WRITTEN PROBLEM A -> Set down the notebook code word for word, beginning at the words "env_path = find_dotenv()" and stopping after "executing the script.".

TEXT SHOWN ->
In [1]:
from dotenv import load_dotenv, find_dotenv
import os

for var in ["BASE_URL", "USERNAME", "PASSWORD", "DOWNLOAD_FOLDER", "FIRSTNAME"]:
    os.environ.pop(var, None)

env_path = find_dotenv()
if not env_path:
    raise FileNotFoundError("⚠️ No .env file found! Check its location.")
load_dotenv(env_path, override=True)

BASE_URL = os.getenv("BASE_URL")
EMAIL = os.getenv("USERNAME")
PASSWORD = os.getenv("PASSWORD")
DOWNLOAD_DIR = os.getenv("DOWNLOAD_FOLDER")
FIRST_NAME = os.getenv("FIRSTNAME")

# SETUP BELOW
undetected_chromedriver is setup below.
However download pdf is enabled by hand before executing the script.
Headless does not work, 

In [6]:
from selenium.webdriver.common.by import By
from selenium.webdriver.common.keys import Keys
import undetected_chromedriver as uc
import time
import json
import re

def setup_driver():
    # 🔹 Set up Chrome options
    chrome_options = uc.ChromeOptions()

Saved data entries:
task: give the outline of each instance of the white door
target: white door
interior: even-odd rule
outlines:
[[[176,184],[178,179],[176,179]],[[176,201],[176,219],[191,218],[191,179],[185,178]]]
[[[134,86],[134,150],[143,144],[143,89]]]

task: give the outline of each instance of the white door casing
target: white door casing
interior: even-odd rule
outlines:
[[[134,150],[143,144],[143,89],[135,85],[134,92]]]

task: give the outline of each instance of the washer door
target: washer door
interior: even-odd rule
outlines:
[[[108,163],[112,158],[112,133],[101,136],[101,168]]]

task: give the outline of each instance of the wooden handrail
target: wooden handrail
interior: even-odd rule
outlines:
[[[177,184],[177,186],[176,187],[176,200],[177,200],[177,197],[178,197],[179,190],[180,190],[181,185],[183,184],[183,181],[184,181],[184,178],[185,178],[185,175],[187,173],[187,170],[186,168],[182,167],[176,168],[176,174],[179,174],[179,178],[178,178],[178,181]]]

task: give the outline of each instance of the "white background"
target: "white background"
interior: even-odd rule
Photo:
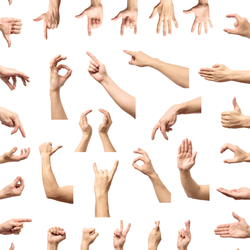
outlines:
[[[28,217],[19,236],[0,236],[1,249],[9,249],[14,242],[16,249],[46,249],[46,231],[51,226],[64,227],[67,239],[59,249],[79,249],[81,230],[95,227],[100,233],[91,249],[112,249],[113,231],[131,222],[132,227],[125,244],[126,249],[146,249],[148,234],[155,220],[161,221],[162,242],[159,249],[176,249],[177,232],[184,222],[191,220],[192,241],[189,249],[248,249],[249,240],[221,239],[213,230],[222,223],[234,222],[232,211],[250,223],[249,201],[234,201],[216,191],[250,186],[249,166],[246,163],[227,165],[223,159],[232,157],[226,152],[220,155],[220,147],[226,143],[239,145],[250,151],[249,131],[224,129],[220,123],[222,111],[232,110],[232,99],[237,97],[244,114],[249,110],[249,86],[240,83],[207,82],[198,75],[201,67],[223,63],[231,69],[249,69],[249,40],[228,35],[223,28],[233,27],[234,20],[225,16],[238,13],[249,17],[247,0],[210,1],[210,14],[214,28],[207,35],[191,34],[194,15],[182,11],[197,4],[194,0],[174,0],[179,28],[173,28],[171,36],[156,34],[158,17],[149,20],[157,0],[139,1],[138,35],[130,29],[120,36],[121,21],[110,19],[126,8],[125,0],[103,0],[103,26],[87,36],[87,20],[74,16],[89,6],[87,1],[62,0],[61,21],[58,29],[49,31],[48,41],[43,38],[43,23],[33,18],[48,9],[47,1],[13,0],[1,2],[0,16],[21,18],[20,35],[11,35],[12,46],[0,39],[0,65],[16,68],[30,76],[25,88],[18,82],[11,92],[4,83],[0,86],[0,105],[19,114],[27,138],[20,133],[10,135],[11,130],[1,126],[0,152],[31,147],[30,157],[20,163],[1,165],[0,183],[3,188],[18,175],[25,181],[21,197],[1,201],[0,221]],[[190,68],[190,89],[175,86],[165,76],[150,68],[128,65],[129,56],[123,49],[141,50],[152,57]],[[92,52],[105,63],[111,78],[125,91],[136,97],[136,121],[124,113],[88,72]],[[73,74],[61,90],[61,97],[69,121],[50,120],[49,62],[57,54],[68,56],[65,61]],[[202,95],[202,114],[178,117],[173,131],[166,141],[158,131],[150,140],[154,125],[176,103]],[[103,153],[98,126],[104,108],[111,114],[113,125],[110,139],[118,153]],[[81,139],[78,121],[82,112],[93,109],[88,116],[93,136],[88,153],[73,153]],[[211,201],[191,200],[184,194],[176,167],[176,154],[182,139],[188,137],[198,151],[192,175],[199,184],[210,184]],[[68,205],[46,199],[41,177],[38,146],[51,141],[53,146],[63,145],[52,157],[52,168],[60,186],[75,186],[75,204]],[[133,150],[145,149],[166,187],[172,193],[171,204],[159,204],[149,179],[132,167],[136,157]],[[93,162],[99,169],[111,169],[116,159],[120,164],[109,193],[111,219],[94,219]]]

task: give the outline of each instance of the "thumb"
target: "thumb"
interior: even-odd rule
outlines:
[[[236,102],[236,97],[234,97],[234,99],[233,99],[233,105],[234,105],[234,110],[235,109],[240,109],[238,103]]]
[[[9,36],[9,35],[4,35],[4,38],[5,38],[5,40],[6,40],[7,43],[8,43],[8,47],[10,47],[10,46],[11,46],[10,36]]]
[[[79,14],[79,15],[76,15],[76,18],[82,18],[82,17],[84,17],[84,16],[87,16],[87,10],[84,10],[81,14]]]
[[[13,243],[11,243],[10,250],[14,250],[15,246]]]
[[[41,16],[39,16],[38,18],[33,19],[34,22],[39,22],[41,20],[43,20],[43,14]]]
[[[228,34],[236,35],[237,31],[235,29],[224,29],[223,31],[227,32]]]
[[[112,20],[112,21],[117,21],[117,20],[120,19],[121,17],[122,17],[122,13],[119,12],[118,15],[117,15],[116,17],[112,18],[111,20]]]
[[[233,212],[232,214],[233,214],[233,217],[234,217],[236,220],[238,220],[238,221],[241,220],[241,217],[240,217],[239,215],[237,215],[235,212]]]
[[[184,12],[185,14],[193,13],[193,12],[194,12],[194,8],[191,8],[191,9],[189,9],[189,10],[183,10],[183,12]]]
[[[62,148],[62,146],[57,146],[55,148],[52,149],[52,155],[59,149]]]

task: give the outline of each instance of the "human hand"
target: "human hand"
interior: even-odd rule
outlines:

WRITTEN PROBLEM B -> In the rows above, output the lines from the one that contains "task: give the outline of each instance of the washer" through the one that contains "[[[108,163],[112,158],[112,133],[101,136],[101,168]]]" as a Markdown table with columns Number and Text, omitting blank lines.

TASK RESULT A ->
env_path = find_dotenv()
if not env_path:
    raise FileNotFoundError("⚠️ No .env file found! Check its location.")
load_dotenv(env_path, override=True)

BASE_URL = os.getenv("BASE_URL")
EMAIL = os.getenv("USERNAME")
PASSWORD = os.getenv("PASSWORD")
DOWNLOAD_DIR = os.getenv("DOWNLOAD_FOLDER")
FIRST_NAME = os.getenv("FIRSTNAME")

# SETUP BELOW
undetected_chromedriver is setup below.
However download pdf is enabled by hand before executing the script.

TASK RESULT B ->
| Number | Text |
|---|---|
| 1 | task: give the outline of each instance of the washer door |
| 2 | target: washer door |
| 3 | interior: even-odd rule |
| 4 | outlines: |
| 5 | [[[108,163],[112,158],[112,133],[101,136],[101,168]]] |